Collection entries:

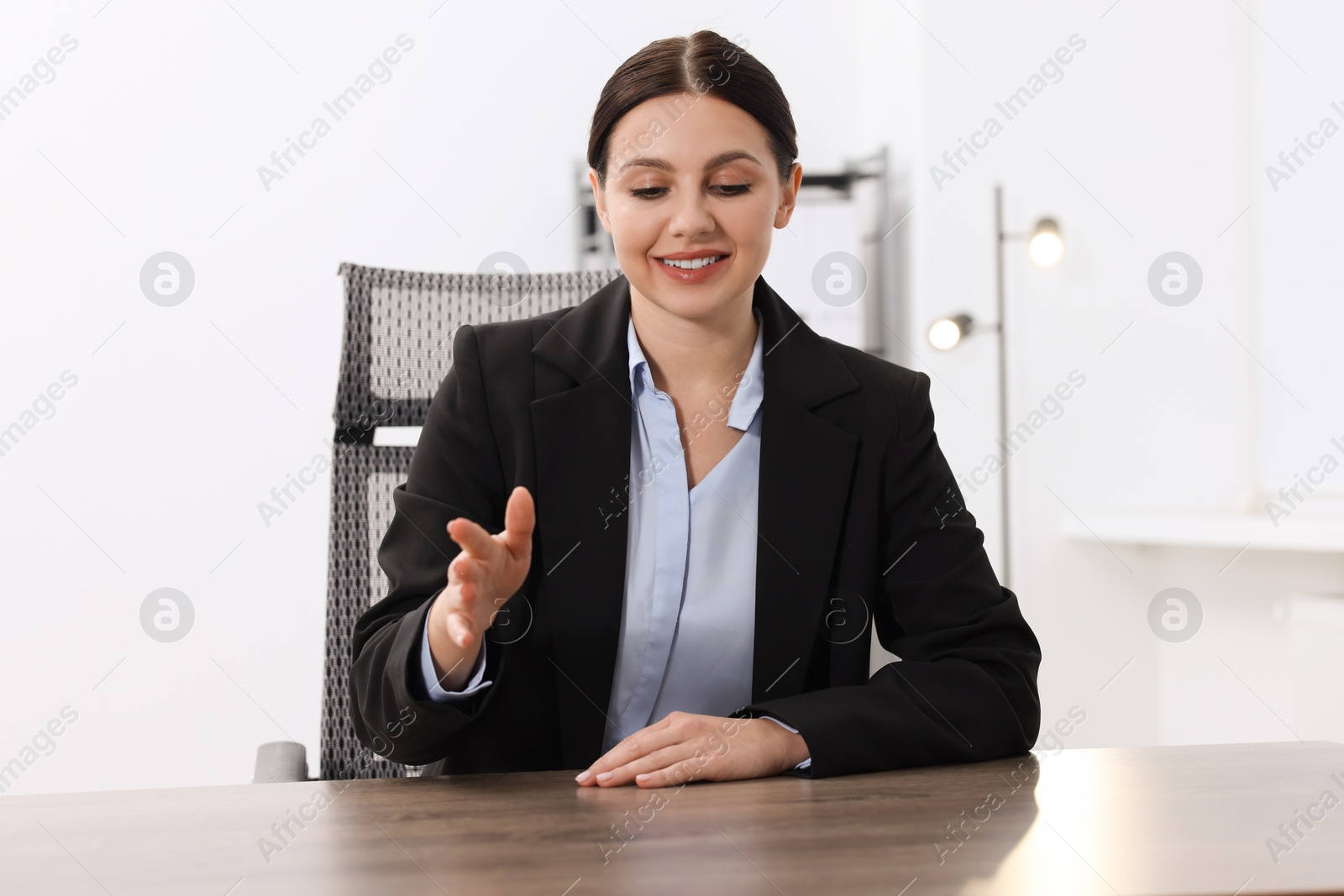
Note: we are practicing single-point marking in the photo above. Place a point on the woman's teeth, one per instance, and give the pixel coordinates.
(691, 264)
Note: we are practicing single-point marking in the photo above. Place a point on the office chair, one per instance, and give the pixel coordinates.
(396, 351)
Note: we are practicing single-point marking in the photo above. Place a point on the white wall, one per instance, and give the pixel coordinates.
(183, 418)
(1151, 143)
(150, 470)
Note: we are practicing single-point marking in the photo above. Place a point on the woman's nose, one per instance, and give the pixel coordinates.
(691, 215)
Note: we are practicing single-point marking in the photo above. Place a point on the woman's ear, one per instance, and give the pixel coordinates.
(790, 196)
(598, 199)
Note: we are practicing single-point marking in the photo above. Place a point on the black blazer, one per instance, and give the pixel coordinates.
(862, 528)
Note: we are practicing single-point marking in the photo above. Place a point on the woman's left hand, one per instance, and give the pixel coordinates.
(689, 747)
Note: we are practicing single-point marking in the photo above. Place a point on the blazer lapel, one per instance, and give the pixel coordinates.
(806, 466)
(581, 423)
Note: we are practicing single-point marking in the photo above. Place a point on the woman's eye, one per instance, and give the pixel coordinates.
(723, 190)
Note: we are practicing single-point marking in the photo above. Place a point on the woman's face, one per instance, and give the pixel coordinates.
(692, 177)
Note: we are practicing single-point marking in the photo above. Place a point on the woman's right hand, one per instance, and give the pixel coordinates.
(481, 578)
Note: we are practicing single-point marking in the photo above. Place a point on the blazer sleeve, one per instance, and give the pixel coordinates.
(454, 472)
(965, 685)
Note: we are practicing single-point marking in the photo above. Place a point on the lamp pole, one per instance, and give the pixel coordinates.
(1000, 238)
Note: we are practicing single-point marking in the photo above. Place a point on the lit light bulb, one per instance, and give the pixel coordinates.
(1046, 246)
(949, 331)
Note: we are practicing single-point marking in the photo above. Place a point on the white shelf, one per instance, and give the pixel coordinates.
(1296, 532)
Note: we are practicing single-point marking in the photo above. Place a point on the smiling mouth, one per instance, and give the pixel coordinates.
(691, 264)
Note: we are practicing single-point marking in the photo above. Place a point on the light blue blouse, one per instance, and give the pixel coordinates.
(689, 618)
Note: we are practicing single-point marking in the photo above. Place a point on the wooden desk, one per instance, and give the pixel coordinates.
(1168, 820)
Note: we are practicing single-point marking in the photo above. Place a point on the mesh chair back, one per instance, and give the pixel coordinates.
(396, 351)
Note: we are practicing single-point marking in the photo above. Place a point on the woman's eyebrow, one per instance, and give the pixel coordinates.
(722, 159)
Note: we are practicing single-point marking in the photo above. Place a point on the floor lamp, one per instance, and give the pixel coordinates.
(1045, 249)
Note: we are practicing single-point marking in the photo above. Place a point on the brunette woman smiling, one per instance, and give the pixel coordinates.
(781, 500)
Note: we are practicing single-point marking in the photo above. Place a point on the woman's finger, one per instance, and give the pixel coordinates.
(654, 761)
(674, 775)
(474, 539)
(638, 745)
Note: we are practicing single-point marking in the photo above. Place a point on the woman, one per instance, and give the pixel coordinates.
(726, 506)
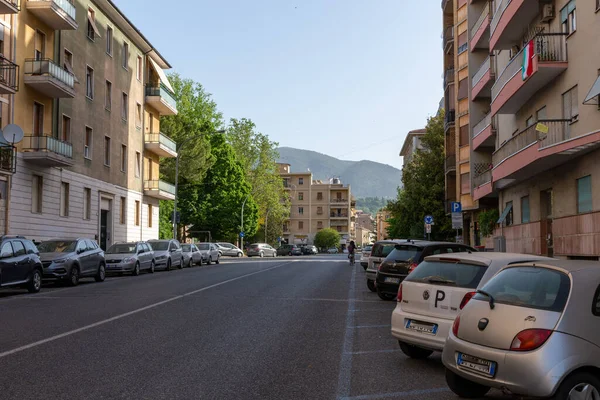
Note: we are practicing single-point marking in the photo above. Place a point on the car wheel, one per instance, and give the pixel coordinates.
(101, 274)
(579, 386)
(414, 351)
(35, 283)
(371, 285)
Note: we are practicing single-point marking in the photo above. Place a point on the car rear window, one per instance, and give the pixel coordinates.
(448, 273)
(531, 287)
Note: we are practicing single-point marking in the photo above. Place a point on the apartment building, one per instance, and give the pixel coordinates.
(539, 133)
(316, 205)
(86, 77)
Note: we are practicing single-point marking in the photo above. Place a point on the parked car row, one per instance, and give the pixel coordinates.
(524, 324)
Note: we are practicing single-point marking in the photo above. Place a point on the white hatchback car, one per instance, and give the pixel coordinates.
(430, 298)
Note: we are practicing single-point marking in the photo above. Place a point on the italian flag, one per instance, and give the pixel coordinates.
(527, 57)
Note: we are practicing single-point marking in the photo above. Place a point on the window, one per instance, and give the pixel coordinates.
(138, 164)
(87, 203)
(109, 41)
(64, 199)
(138, 68)
(37, 189)
(584, 194)
(123, 158)
(108, 96)
(137, 213)
(525, 210)
(123, 210)
(65, 134)
(87, 148)
(125, 55)
(568, 18)
(89, 83)
(125, 106)
(107, 151)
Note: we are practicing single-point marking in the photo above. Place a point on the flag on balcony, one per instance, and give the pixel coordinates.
(527, 60)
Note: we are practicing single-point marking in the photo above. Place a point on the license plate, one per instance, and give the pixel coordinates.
(423, 327)
(476, 364)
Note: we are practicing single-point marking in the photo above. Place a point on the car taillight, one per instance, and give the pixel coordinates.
(530, 339)
(466, 299)
(455, 326)
(399, 297)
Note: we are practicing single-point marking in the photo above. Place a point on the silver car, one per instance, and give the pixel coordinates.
(432, 295)
(130, 257)
(532, 331)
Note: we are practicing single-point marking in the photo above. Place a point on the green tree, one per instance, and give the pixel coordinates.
(327, 238)
(423, 191)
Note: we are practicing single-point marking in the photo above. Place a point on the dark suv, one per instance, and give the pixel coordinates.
(404, 258)
(20, 263)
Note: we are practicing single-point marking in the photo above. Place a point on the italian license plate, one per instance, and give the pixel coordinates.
(476, 364)
(423, 327)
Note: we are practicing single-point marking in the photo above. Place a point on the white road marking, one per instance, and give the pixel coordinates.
(127, 314)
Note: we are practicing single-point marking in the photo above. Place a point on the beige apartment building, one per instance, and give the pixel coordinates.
(316, 205)
(536, 123)
(86, 77)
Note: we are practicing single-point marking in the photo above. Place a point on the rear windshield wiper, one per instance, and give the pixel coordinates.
(491, 301)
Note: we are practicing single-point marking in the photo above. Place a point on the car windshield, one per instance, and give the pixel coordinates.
(123, 248)
(530, 287)
(160, 246)
(448, 273)
(57, 246)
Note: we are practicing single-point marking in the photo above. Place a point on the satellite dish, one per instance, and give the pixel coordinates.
(13, 133)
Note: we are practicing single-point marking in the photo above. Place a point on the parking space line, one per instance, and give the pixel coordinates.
(127, 314)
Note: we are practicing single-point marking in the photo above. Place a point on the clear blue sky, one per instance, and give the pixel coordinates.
(348, 78)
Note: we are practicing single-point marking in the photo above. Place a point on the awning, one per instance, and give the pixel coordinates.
(161, 74)
(592, 97)
(504, 214)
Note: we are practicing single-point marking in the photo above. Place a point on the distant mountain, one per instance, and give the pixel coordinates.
(366, 178)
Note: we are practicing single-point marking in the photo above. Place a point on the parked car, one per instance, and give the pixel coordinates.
(167, 253)
(191, 255)
(230, 250)
(130, 257)
(72, 259)
(20, 263)
(434, 293)
(261, 250)
(209, 252)
(364, 256)
(532, 331)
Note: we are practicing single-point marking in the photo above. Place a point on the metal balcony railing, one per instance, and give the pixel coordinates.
(47, 67)
(49, 144)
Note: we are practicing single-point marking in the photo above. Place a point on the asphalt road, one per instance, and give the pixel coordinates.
(283, 328)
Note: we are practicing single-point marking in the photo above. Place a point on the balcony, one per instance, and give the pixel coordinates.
(484, 133)
(511, 19)
(512, 89)
(48, 78)
(483, 80)
(480, 33)
(159, 190)
(160, 144)
(57, 14)
(9, 76)
(47, 151)
(162, 99)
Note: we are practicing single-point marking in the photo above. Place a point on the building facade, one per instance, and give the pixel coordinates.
(85, 82)
(316, 205)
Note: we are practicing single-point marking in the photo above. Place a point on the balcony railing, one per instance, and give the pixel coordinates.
(558, 130)
(48, 144)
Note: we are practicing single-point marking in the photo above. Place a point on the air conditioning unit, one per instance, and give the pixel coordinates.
(547, 12)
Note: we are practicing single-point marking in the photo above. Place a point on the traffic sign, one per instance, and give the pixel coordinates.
(455, 206)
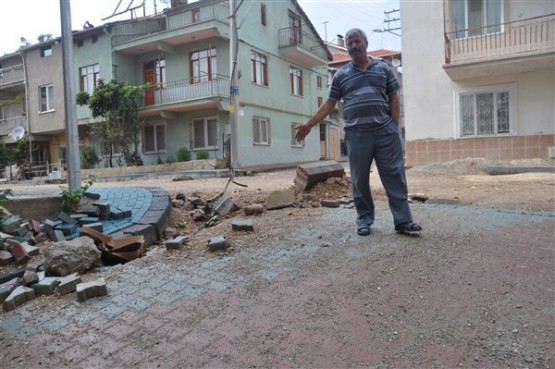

» Goal: Return every line of the data above that contains the word "blue".

» Output for this exercise:
Note: we are practicing single-point marking in the photo above. Place a point on the light blue blouse, one per instance, and give the pixel coordinates.
Note: we are practicing single-point marking in the photo above. Place a point on the clear blue sky, one per instance, and give the pixel coordinates.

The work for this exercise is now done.